GIVEN REQUEST — Please tally the lines in the rows below that contain the string "chair", matching case exactly, and reply with only that number.

STORED RECORDS —
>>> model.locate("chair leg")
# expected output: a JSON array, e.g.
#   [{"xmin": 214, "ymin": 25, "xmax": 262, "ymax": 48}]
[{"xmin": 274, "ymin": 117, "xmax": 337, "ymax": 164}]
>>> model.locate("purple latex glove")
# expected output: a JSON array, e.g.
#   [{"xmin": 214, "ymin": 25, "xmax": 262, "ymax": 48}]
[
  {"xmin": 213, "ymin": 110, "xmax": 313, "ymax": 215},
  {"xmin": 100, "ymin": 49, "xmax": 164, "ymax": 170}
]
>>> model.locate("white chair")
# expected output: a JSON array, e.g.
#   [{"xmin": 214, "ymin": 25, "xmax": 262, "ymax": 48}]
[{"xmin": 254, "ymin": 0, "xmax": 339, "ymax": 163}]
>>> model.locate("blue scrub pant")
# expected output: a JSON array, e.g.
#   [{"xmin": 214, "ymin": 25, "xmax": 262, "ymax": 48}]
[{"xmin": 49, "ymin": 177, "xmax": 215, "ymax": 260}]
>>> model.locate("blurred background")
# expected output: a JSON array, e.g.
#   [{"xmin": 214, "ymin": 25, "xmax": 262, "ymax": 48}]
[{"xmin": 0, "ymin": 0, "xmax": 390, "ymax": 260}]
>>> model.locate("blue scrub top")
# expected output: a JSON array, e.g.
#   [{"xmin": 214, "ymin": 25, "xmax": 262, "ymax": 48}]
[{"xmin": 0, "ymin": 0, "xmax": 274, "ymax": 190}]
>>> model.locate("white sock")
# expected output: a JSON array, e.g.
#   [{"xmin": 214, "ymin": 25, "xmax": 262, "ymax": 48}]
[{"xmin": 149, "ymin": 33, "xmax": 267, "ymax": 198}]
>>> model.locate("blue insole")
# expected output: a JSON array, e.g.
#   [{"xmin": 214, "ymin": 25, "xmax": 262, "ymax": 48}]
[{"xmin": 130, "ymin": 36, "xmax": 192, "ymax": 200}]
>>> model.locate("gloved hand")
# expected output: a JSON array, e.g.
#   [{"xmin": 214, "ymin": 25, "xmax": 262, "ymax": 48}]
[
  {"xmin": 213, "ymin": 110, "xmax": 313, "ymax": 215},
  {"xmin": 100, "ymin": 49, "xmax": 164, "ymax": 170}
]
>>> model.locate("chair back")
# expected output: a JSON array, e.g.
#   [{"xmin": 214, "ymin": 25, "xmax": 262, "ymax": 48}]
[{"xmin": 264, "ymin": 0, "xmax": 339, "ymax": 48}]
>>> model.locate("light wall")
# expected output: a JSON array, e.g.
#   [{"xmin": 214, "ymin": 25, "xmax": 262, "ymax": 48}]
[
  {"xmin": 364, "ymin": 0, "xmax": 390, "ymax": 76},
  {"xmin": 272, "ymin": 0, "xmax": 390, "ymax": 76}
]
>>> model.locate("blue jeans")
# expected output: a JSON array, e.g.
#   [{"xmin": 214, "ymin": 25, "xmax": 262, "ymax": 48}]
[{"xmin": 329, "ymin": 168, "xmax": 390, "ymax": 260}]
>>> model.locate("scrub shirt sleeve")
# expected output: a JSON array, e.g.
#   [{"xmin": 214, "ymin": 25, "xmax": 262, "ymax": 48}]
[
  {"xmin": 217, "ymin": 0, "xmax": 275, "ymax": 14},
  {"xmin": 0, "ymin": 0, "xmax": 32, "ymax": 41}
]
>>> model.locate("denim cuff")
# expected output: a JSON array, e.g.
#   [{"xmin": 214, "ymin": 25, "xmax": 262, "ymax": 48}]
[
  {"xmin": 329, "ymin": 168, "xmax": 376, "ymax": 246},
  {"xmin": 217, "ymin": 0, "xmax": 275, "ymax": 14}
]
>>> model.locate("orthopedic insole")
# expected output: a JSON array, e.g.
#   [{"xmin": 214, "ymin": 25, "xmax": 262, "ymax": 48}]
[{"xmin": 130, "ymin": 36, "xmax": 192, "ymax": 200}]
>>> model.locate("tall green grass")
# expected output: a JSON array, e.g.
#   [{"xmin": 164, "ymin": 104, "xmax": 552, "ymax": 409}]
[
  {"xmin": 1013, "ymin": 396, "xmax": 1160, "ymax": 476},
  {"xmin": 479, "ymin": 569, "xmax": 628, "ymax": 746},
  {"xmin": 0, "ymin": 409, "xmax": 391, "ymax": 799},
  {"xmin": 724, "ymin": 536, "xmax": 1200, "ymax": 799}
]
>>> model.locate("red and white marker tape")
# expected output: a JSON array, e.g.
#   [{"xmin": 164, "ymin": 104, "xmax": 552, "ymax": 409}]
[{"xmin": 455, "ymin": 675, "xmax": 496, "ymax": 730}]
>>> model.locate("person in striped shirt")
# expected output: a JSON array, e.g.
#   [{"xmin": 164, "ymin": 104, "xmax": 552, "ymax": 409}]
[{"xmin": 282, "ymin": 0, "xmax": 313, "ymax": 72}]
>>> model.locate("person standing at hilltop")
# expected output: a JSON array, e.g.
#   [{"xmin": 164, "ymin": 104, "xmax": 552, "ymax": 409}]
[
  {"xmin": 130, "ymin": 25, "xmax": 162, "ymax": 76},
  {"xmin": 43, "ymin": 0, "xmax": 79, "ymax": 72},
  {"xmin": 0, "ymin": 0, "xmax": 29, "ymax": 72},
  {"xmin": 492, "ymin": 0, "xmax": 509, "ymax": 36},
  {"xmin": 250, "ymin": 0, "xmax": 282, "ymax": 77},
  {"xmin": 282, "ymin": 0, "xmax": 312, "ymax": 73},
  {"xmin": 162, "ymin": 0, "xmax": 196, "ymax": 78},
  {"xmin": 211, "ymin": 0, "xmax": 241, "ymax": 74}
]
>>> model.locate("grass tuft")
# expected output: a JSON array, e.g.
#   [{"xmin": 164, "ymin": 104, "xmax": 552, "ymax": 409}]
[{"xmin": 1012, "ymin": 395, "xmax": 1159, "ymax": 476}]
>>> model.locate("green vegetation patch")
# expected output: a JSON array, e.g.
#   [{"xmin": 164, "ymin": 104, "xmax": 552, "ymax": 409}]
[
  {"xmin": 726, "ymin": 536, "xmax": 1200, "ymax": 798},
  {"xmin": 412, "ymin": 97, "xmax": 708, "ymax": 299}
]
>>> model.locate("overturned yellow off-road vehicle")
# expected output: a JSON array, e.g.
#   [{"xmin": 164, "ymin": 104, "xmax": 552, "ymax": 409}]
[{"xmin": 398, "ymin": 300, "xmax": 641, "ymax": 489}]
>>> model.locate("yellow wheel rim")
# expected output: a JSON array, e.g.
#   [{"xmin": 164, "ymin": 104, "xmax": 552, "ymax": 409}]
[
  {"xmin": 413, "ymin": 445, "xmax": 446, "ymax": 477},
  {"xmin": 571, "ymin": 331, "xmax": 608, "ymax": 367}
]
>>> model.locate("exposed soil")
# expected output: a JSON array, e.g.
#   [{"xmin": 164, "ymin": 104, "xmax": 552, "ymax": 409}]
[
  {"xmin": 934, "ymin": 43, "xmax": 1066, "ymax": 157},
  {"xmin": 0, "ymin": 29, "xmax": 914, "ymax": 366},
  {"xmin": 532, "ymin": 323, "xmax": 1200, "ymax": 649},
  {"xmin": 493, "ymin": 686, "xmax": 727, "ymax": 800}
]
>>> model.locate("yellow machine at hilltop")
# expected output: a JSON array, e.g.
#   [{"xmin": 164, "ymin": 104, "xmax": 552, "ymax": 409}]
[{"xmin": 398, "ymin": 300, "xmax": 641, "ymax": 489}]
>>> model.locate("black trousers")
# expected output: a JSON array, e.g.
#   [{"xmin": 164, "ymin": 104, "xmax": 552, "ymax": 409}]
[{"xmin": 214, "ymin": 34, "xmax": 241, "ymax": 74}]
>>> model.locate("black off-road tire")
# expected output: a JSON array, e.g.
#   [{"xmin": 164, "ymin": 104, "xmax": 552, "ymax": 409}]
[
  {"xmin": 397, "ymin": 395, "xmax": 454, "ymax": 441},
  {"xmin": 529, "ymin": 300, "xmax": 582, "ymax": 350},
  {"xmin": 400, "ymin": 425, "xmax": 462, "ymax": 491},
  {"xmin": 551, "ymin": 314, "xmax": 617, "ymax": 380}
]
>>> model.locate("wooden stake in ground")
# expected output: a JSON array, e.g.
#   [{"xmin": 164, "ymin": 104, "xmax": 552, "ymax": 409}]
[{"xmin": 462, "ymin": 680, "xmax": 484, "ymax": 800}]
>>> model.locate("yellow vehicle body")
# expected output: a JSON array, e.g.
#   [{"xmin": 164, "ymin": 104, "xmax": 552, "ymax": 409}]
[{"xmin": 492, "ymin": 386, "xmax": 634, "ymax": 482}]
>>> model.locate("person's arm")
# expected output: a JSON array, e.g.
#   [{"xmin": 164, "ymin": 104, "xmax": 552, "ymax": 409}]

SOLUTION TO THE EXERCISE — 3